**Document section:**
──────

Re: [openstack-dev] [nova] Prioritizing review of potentially approvable patches

2014-08-21 Thread Sean Dague
FWIW, this is one of my normal morning practices, and the reason that
that query is part of most of the gerrit dashboards -
https://github.com/stackforge/gerrit-dash-creator/blob/master/dashboards/compute-program.dash

On 08/21/2014 06:57 AM, Daniel P. Berrange wrote:
 Tagged with '[nova]' but this might be relevant data / idea for other
 teams too.
 
 With my code contributor hat on, one of the things that I find most the
 frustrating about Nova code review process is that a patch can get a +2
 vote from one core team member and then sit around for days, weeks, even
 months without getting a second +2 vote, even if it has no negative
 feedback at all and is a simple  important bug fix.
 
 If a patch is good enough to have received one +2 vote, then compared to
 the open patches as a whole, this patch is much more likely to be one
 that is ready for approval  merge. It will likely be easier to review,
 since it can be assumed other reviewers have already caught the majority
 of the silly / tedious / time consuming bugs.
 
 Letting these patches languish with a single +2 for too long makes it very
 likely that, when a second core reviewer finally appears, there will be a
 merge conflict or other bit-rot that will cause it to have to undergo yet
 another rebase  re-review. This is wasting time of both our contributors
 and our review team.
 
 On this basis I suggest that core team members should consider patches
 that already have a +2 to be high(er) priority items to review than open
 patches as a whole.
 
 Currently Nova has (on master branch)
 
   - 158 patches which have at least one +2 vote, and are not approved
   - 122 patches which have at least one +2 vote, are not approved and
 don't have any -1 code review votes.

──────

**Tasks:**
**1.** In the message about Nova code review, how many patches on the master branch have at least one +2 vote and are not yet approved?
**2.** From the message about Nova code review, repeat everything from "If a patch is" down to "time consuming bugs.".
The rows after this point are separate material and unrelated to the message about Nova code review.

**Records supplied:**
──────

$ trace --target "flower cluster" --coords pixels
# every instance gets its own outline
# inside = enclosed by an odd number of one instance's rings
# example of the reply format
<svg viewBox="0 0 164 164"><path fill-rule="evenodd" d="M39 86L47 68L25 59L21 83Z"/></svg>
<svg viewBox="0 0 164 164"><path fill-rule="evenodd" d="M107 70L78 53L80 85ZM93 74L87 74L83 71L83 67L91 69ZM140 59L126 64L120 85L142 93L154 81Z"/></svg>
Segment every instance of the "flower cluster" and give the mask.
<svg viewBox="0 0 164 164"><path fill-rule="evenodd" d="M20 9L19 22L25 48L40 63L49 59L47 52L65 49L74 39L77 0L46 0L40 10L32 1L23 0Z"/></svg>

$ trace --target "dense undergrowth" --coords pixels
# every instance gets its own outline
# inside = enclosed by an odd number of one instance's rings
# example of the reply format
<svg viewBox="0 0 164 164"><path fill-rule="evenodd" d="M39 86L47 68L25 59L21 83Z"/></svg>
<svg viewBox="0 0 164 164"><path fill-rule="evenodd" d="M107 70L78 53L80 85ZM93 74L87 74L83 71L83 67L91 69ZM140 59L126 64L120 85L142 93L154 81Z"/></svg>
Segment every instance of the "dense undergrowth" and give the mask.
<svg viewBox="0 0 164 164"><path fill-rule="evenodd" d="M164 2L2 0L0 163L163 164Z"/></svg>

──────

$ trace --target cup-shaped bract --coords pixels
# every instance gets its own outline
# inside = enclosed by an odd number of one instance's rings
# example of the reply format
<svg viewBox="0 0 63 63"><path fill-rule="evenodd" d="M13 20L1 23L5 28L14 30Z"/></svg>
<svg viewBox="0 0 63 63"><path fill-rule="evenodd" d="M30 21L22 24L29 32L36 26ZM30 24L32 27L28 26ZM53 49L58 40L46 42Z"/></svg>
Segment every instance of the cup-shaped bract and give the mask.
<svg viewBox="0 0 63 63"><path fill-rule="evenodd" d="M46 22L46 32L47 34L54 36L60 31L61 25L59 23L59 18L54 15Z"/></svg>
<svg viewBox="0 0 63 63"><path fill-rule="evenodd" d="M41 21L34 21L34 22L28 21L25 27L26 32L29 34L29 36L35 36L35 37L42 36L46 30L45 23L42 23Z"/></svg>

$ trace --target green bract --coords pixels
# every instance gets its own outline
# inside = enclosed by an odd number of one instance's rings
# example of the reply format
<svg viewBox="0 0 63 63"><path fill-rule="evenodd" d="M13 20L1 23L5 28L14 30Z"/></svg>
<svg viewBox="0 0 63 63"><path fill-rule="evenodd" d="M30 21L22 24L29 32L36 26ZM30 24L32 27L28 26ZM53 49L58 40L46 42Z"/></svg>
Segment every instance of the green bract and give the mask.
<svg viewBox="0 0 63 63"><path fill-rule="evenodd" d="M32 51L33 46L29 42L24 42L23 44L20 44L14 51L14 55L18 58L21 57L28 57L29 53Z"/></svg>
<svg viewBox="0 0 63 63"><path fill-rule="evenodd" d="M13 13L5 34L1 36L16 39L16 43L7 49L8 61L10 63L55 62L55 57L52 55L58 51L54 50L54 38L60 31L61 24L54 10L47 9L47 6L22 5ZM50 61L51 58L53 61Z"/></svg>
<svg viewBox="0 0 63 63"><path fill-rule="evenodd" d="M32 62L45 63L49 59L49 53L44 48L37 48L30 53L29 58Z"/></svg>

──────

**Task responses:**
**1.** 158 patches.

**2.**
If a patch is good enough to have received one +2 vote, then compared to
 the open patches as a whole, this patch is much more likely to be one
 that is ready for approval  merge. It will likely be easier to review,
 since it can be assumed other reviewers have already caught the majority
 of the silly / tedious / time consuming bugs.